(Referring expression pointing data)
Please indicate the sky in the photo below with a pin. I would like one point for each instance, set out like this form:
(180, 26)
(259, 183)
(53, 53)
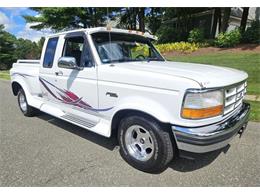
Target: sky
(13, 20)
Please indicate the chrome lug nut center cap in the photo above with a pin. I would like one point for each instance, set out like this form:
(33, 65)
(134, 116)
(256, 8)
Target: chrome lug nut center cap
(142, 141)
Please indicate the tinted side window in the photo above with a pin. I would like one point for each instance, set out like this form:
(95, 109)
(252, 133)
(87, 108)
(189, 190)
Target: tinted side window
(74, 48)
(50, 52)
(78, 48)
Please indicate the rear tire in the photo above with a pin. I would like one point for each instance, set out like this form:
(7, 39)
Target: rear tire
(23, 104)
(144, 144)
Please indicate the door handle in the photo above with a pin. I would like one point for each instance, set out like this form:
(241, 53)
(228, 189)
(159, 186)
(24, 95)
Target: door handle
(59, 73)
(111, 94)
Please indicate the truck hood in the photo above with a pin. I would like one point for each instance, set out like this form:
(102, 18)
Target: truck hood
(205, 75)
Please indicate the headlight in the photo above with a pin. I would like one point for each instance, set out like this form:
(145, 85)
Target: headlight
(199, 105)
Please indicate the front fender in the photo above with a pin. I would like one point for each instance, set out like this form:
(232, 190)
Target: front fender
(145, 105)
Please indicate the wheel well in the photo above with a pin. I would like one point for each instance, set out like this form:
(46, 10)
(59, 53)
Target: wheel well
(15, 88)
(127, 112)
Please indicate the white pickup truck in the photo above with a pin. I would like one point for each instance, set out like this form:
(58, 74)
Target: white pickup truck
(113, 81)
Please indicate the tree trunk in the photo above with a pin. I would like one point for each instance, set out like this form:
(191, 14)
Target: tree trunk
(217, 15)
(225, 20)
(244, 19)
(141, 19)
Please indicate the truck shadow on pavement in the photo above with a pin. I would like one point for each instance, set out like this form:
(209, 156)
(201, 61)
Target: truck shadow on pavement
(199, 161)
(178, 164)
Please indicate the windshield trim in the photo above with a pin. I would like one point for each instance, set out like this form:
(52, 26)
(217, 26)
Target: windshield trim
(118, 61)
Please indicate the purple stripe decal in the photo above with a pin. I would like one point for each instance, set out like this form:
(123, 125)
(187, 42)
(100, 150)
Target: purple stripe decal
(68, 97)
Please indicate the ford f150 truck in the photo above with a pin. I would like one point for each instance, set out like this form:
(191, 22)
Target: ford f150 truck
(114, 81)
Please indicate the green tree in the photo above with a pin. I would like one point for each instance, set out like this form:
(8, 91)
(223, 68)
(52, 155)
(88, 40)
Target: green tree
(244, 19)
(225, 19)
(26, 49)
(7, 49)
(60, 18)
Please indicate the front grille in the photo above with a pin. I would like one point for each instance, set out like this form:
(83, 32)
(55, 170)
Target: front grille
(234, 96)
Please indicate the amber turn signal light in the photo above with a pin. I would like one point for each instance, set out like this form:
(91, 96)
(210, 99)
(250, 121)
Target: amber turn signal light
(190, 113)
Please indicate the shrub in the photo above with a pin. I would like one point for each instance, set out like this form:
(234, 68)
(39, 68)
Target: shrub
(178, 46)
(196, 36)
(252, 33)
(228, 39)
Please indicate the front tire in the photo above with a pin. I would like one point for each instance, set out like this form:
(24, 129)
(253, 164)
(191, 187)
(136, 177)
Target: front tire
(23, 104)
(144, 144)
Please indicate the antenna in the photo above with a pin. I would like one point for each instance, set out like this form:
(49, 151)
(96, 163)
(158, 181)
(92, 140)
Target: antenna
(109, 27)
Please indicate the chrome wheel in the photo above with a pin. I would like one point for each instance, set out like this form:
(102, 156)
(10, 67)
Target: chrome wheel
(139, 143)
(22, 102)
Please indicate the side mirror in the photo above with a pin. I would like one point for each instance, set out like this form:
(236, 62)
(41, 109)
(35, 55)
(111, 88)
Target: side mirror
(68, 62)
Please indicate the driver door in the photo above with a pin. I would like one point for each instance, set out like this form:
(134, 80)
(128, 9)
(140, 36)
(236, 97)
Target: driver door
(77, 88)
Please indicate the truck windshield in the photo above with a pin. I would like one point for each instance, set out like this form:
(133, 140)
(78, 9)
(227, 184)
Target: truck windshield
(120, 47)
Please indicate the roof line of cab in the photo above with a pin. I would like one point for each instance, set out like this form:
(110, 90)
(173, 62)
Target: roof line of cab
(105, 29)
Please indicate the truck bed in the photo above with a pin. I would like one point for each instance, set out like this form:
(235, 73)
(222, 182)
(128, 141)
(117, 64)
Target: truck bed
(28, 72)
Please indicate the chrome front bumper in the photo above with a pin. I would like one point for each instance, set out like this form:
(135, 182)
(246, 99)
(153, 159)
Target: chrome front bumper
(211, 137)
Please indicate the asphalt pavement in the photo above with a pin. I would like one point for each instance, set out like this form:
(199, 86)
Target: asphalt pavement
(45, 151)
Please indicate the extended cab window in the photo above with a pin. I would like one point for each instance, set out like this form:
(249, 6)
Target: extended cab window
(77, 47)
(50, 52)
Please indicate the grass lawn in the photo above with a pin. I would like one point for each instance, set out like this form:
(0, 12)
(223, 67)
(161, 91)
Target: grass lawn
(247, 61)
(5, 75)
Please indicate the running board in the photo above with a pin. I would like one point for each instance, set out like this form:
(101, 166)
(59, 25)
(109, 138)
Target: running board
(79, 120)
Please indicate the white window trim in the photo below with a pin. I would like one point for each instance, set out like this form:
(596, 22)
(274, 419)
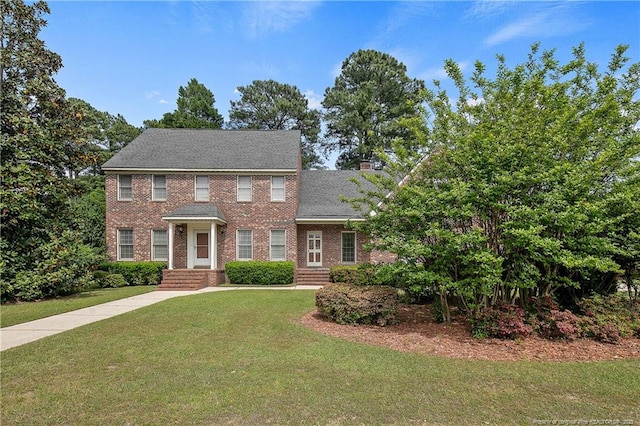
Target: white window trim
(238, 244)
(284, 189)
(250, 189)
(120, 258)
(153, 257)
(153, 188)
(195, 189)
(120, 197)
(271, 245)
(355, 248)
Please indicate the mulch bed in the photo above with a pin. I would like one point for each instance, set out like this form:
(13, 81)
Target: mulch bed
(418, 333)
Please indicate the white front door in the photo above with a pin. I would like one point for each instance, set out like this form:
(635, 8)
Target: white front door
(201, 249)
(314, 248)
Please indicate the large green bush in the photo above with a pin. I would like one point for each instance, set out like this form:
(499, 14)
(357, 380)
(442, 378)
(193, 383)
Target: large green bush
(260, 273)
(350, 304)
(134, 273)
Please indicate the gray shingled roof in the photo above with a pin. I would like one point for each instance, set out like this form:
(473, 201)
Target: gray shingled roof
(321, 190)
(205, 149)
(193, 211)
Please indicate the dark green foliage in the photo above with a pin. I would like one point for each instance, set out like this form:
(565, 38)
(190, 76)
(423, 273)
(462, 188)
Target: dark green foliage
(501, 321)
(65, 268)
(135, 273)
(370, 94)
(528, 187)
(350, 304)
(269, 105)
(195, 110)
(260, 273)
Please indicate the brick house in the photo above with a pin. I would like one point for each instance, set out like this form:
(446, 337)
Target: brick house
(199, 198)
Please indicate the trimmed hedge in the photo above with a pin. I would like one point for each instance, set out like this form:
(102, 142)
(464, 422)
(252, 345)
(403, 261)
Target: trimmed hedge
(350, 304)
(133, 273)
(255, 272)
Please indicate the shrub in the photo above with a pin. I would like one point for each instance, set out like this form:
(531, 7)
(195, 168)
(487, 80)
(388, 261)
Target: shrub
(136, 273)
(350, 304)
(501, 321)
(345, 274)
(114, 281)
(260, 273)
(610, 311)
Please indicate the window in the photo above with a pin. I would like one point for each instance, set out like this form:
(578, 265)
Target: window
(245, 244)
(244, 188)
(348, 247)
(202, 188)
(125, 191)
(277, 188)
(278, 246)
(125, 244)
(160, 244)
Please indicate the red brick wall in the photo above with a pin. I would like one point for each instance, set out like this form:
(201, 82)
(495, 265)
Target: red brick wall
(331, 245)
(142, 214)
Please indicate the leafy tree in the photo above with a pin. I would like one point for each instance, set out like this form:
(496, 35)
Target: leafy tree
(196, 110)
(529, 186)
(105, 134)
(269, 105)
(371, 93)
(39, 143)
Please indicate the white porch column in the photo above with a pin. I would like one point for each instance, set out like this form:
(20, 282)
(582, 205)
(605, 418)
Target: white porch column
(213, 250)
(170, 245)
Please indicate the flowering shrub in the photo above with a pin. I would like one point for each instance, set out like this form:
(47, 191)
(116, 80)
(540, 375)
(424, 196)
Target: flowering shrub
(502, 321)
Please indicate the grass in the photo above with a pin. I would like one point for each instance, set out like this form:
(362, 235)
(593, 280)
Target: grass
(18, 313)
(241, 357)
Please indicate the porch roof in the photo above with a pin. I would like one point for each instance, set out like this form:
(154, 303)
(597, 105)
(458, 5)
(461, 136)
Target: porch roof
(321, 192)
(195, 212)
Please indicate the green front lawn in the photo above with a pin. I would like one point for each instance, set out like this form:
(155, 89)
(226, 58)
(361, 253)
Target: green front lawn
(17, 313)
(241, 357)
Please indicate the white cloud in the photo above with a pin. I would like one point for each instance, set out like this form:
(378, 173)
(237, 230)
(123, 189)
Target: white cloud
(315, 100)
(554, 21)
(275, 16)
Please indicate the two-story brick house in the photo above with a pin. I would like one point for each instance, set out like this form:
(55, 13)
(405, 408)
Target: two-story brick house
(200, 198)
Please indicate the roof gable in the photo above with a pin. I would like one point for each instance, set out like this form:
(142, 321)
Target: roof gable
(209, 150)
(321, 192)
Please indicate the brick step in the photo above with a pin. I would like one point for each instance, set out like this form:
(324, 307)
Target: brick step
(183, 280)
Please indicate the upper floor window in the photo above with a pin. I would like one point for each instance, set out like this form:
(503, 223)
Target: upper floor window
(244, 188)
(202, 188)
(159, 244)
(125, 190)
(278, 244)
(348, 247)
(125, 244)
(159, 187)
(245, 244)
(277, 188)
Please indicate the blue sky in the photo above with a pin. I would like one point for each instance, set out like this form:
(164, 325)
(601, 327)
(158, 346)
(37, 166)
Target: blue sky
(130, 57)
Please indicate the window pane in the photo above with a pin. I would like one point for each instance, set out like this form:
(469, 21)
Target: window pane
(278, 244)
(348, 247)
(244, 188)
(202, 188)
(124, 187)
(277, 188)
(244, 244)
(159, 187)
(125, 244)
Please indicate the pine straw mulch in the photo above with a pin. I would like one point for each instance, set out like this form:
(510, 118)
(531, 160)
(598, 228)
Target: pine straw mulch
(418, 333)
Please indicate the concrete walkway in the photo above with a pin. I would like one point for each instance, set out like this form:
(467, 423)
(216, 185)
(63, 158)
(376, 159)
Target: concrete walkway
(20, 334)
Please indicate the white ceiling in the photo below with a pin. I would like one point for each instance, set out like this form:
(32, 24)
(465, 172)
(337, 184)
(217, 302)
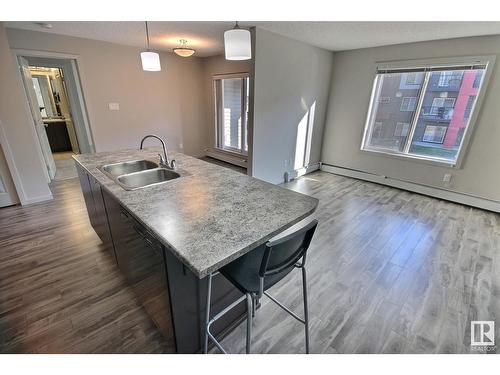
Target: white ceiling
(207, 37)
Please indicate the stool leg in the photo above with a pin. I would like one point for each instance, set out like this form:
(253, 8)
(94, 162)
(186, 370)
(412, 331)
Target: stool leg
(207, 320)
(306, 310)
(249, 321)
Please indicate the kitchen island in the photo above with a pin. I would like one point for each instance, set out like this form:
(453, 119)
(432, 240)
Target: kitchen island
(166, 238)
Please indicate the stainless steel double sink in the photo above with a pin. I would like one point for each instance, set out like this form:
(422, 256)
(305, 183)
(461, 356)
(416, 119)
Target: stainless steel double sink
(136, 174)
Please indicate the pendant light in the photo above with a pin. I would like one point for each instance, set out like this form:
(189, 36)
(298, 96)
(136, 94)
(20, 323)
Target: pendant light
(237, 44)
(183, 50)
(150, 60)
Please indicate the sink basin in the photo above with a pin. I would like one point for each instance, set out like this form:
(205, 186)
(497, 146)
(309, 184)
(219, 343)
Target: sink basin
(118, 169)
(145, 178)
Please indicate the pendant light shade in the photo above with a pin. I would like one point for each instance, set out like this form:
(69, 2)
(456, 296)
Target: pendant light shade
(150, 60)
(237, 44)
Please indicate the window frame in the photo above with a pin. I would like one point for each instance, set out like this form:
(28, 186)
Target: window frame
(381, 66)
(435, 126)
(219, 115)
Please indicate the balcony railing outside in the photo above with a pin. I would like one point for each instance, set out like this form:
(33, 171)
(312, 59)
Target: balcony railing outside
(438, 113)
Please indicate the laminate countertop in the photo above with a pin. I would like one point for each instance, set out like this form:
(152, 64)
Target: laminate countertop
(210, 215)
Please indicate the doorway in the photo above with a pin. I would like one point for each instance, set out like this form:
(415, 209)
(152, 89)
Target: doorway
(56, 102)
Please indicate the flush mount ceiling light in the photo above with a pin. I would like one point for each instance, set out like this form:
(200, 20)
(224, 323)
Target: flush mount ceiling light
(150, 60)
(237, 44)
(183, 50)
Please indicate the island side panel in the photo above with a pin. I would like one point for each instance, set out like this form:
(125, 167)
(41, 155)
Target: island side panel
(188, 300)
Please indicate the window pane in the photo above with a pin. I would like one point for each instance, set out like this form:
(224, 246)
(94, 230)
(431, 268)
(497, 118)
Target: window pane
(396, 102)
(423, 113)
(448, 101)
(231, 99)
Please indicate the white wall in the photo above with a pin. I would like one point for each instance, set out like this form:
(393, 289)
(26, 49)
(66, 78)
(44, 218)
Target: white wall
(169, 103)
(290, 76)
(351, 84)
(17, 132)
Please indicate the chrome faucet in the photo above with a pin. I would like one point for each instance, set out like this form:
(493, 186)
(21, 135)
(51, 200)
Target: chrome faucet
(164, 161)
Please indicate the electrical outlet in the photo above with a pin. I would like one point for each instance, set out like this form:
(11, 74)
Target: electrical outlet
(114, 106)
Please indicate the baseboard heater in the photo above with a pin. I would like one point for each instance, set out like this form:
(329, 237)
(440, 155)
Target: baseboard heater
(228, 157)
(462, 198)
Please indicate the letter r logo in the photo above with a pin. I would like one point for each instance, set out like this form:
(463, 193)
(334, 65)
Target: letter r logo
(482, 332)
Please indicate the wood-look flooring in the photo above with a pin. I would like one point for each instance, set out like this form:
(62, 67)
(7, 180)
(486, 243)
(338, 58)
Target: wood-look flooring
(388, 271)
(60, 291)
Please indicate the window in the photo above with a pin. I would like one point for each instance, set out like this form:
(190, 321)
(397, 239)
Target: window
(434, 134)
(477, 79)
(401, 129)
(408, 104)
(449, 77)
(468, 107)
(441, 107)
(419, 127)
(231, 112)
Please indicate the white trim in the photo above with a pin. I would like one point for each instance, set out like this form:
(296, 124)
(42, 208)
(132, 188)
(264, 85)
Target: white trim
(40, 198)
(14, 173)
(462, 198)
(306, 170)
(228, 157)
(230, 75)
(32, 130)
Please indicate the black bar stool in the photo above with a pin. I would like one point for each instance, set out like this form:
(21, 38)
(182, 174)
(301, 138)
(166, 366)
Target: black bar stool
(255, 272)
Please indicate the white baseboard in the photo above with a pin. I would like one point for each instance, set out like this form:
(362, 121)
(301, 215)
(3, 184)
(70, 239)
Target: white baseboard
(310, 168)
(228, 157)
(38, 199)
(452, 196)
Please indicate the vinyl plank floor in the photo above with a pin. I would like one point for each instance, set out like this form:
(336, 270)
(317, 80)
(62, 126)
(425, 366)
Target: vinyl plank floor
(389, 271)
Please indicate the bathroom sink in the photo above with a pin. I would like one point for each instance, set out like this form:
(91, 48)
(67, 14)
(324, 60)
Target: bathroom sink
(145, 178)
(118, 169)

* _EXERCISE OBJECTIVE_:
Output the line containing "Please indicate the white baseboard" and every line after it through the final line of the records above, exactly as written and nothing else.

* _FINISHED EXERCISE_:
Please indicate the white baseboard in the photo above with a pin. I would like one point for each instance, set out like this form:
(362, 121)
(301, 215)
(3, 184)
(70, 239)
Target: white baseboard
(310, 168)
(228, 157)
(38, 199)
(452, 196)
Please indicate the vinyl plank floor in the photo above with a pin. I would like one point for each instance, set out like this form:
(336, 270)
(317, 80)
(62, 126)
(425, 366)
Target: vinyl plank floor
(389, 271)
Please indicate the bathroom sink in the photo above with a pin. I would like one point for each instance, set out like this form:
(91, 48)
(67, 14)
(324, 60)
Target: bathroom sink
(145, 178)
(118, 169)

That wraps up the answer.